» OBJECTIF DU TRAVAIL
Pour chacune des affirmations (a), (b) et (c), dites par oui ou par non si elle concorde avec le texte fourni, puis citez sans aucun changement les mots du texte qui permettent de trancher. (a) La science tend à forclore toute invention. (b) De plus en plus de soignants prennent le risque du pari. (c) La rencontre dont parle le texte est une rencontre avec les patients.

» TEXTE FOURNI
^^^^^^^^

L’argument : Solitude contre isolement.
La science avance, vite. Elle a de plus en plus les moyens de résoudre. Il faut que ça marche, que ça fonctionne, que ça traite et que ça guérisse. Mais de plus en plus soucieuse de son efficacité, la science tend à forclore toute invention. Aujourd’hui, les discours et les pratiques qui servent la science suscitent de l’isolement chez les professionnels parce que ce qui relève de leur subjectivité et de leur désir, est de plus en plus dénié : déni de la mise toute subjective qu’il pourrait apporter dans leur accueil des patients, déni des rapports d’identification des soignants à leur corps médical qui pourtant leur est nécessaire. A défaut de s’autoriser, nombreux soignants quittent la scène du travail, s’éjectent eux-mêmes de lieux devenus trop contraignants (arrêt de travail, absentéisme, signes de dépression…) S’autoriser suppose une mise et une rencontre. La mise vise à extraire le Sujet de ses embrouilles, le dégager de ce qui fait opacité quant à ses choix. Vœu exigeant, elle relève du « pari ». Ce risque, ils sont de moins en moins nombreux à le prendre. La rencontre, elle, est celle de la solitude, une solitude toute subjective à partir de laquelle chacun s’autorise d’un choix, fut-il un engagement professionnel.

^^^^^^^^

» DONNÉES À ANALYSER
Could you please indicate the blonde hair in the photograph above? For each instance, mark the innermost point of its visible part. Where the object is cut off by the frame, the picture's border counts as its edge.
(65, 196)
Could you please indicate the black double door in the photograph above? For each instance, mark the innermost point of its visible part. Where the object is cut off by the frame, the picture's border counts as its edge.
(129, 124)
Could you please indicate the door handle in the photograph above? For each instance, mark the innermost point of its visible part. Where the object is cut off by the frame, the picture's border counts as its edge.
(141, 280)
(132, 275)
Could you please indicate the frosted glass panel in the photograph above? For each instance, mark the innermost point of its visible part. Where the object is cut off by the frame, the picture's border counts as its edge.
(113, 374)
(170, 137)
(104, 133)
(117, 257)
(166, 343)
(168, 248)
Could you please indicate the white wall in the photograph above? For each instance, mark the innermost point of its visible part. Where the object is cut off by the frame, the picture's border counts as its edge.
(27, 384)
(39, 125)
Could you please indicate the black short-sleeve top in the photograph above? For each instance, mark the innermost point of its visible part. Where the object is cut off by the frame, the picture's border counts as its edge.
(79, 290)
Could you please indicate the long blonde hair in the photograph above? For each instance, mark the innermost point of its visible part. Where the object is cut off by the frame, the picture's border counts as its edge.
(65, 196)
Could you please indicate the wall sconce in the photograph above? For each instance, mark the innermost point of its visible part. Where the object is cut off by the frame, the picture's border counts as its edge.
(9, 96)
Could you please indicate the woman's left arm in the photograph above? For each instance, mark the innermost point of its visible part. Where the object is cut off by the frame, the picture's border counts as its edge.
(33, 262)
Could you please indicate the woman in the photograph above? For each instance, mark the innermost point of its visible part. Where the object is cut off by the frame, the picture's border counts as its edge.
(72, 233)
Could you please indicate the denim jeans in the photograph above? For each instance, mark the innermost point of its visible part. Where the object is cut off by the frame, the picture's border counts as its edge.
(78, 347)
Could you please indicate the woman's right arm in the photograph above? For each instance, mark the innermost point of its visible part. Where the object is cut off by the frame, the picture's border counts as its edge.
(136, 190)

^^^^^^^^

» RÉPONSE ATTENDUE
(a) Oui : « la science tend à forclore toute invention ».
(b) Non : « Ce risque, ils sont de moins en moins nombreux à le prendre. »
(c) Non : « La rencontre, elle, est celle de la solitude ».